» Exercise
Reproduce the lines below from the one that contains "Query: jeweled belt" through the end, inclusive, and add nothing.

» Data entries
____________
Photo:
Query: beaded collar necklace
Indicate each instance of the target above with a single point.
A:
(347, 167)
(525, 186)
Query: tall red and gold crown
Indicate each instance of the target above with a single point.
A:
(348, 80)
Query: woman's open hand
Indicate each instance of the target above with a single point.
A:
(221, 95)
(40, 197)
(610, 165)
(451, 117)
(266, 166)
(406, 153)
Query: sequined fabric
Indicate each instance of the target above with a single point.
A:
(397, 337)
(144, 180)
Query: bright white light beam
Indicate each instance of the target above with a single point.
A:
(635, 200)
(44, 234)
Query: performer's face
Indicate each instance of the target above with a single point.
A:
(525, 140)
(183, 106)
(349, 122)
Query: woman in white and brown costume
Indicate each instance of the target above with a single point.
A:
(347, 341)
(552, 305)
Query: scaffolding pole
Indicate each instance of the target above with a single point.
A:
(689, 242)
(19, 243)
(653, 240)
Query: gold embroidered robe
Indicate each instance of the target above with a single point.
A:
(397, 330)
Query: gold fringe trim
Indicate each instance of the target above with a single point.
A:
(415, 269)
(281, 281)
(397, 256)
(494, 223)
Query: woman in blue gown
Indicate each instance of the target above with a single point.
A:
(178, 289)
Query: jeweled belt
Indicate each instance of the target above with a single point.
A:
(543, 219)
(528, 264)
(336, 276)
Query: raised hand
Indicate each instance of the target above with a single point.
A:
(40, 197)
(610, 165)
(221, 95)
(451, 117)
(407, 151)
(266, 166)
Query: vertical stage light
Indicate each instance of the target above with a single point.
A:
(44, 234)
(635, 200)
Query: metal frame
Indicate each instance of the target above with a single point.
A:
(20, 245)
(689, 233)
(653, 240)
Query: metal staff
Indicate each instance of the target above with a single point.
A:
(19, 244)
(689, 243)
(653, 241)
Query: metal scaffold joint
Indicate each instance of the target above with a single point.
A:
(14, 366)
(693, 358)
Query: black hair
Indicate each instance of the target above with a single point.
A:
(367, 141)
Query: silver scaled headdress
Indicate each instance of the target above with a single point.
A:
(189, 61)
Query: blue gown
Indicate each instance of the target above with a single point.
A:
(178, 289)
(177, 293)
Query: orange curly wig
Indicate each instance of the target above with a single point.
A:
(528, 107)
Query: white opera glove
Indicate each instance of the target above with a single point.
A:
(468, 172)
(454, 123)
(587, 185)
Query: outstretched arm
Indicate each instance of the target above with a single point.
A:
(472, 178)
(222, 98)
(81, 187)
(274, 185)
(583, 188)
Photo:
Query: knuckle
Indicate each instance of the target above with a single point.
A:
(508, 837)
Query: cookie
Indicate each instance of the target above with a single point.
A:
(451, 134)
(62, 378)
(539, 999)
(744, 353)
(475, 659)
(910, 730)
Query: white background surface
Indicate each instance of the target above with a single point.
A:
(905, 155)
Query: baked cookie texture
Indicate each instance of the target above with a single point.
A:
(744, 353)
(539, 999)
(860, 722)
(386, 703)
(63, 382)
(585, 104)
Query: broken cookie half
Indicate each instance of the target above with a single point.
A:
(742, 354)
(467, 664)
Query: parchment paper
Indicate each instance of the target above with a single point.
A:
____________
» Solved exercise
Query: jeweled belt
Indicate each instance of the target above with a single point.
A:
(543, 219)
(528, 264)
(336, 276)
Query: raised hand
Indicate each instance of the target above with a single point.
A:
(40, 197)
(610, 165)
(221, 95)
(451, 117)
(407, 151)
(266, 166)
Query: vertical stage light
Indicate each instance of the target above with a single point.
A:
(44, 234)
(635, 200)
Query: metal frame
Indicate each instance of the target above with a single point.
A:
(20, 245)
(689, 233)
(653, 240)
Query: metal staff
Indicate each instance of the target above with a single point.
A:
(19, 244)
(689, 243)
(653, 241)
Query: metal scaffold joint
Indicate each instance of the target above with a single point.
A:
(14, 366)
(693, 358)
Query: black hair
Indicate each instance of the target above with a single point.
A:
(367, 141)
Query: silver scaled headdress
Indicate each instance of the target above with a single point.
A:
(189, 61)
Query: blue gown
Indicate each instance of the target above with a single point.
A:
(178, 289)
(177, 293)
Query: orange curly wig
Indicate each instance of the target above with a single point.
A:
(528, 107)
Query: white opera glove
Indicate each instance of the target above with a single point.
A:
(468, 172)
(454, 123)
(587, 185)
Query: outstretched arm
Indicate each instance of the target above with a single point.
A:
(472, 178)
(222, 98)
(81, 187)
(274, 185)
(583, 188)
Photo:
Query: knuckle
Indicate each instance of the target above with a single point.
A:
(508, 837)
Query: cookie
Indicate each instance of the target above with a single point.
A:
(451, 134)
(62, 378)
(539, 999)
(744, 353)
(475, 659)
(910, 730)
Query: white background surface
Indicate each instance of the target above with a single point.
A:
(905, 155)
Query: baked cookie texture
Indicate each instance of the target above with a single point.
A:
(744, 353)
(539, 999)
(860, 722)
(386, 703)
(63, 382)
(585, 104)
Query: broken cookie half
Indicate each instance of the target above with a single point.
A:
(742, 354)
(467, 664)
Query: parchment paper
Indicate each instance of the target above with a single point.
A:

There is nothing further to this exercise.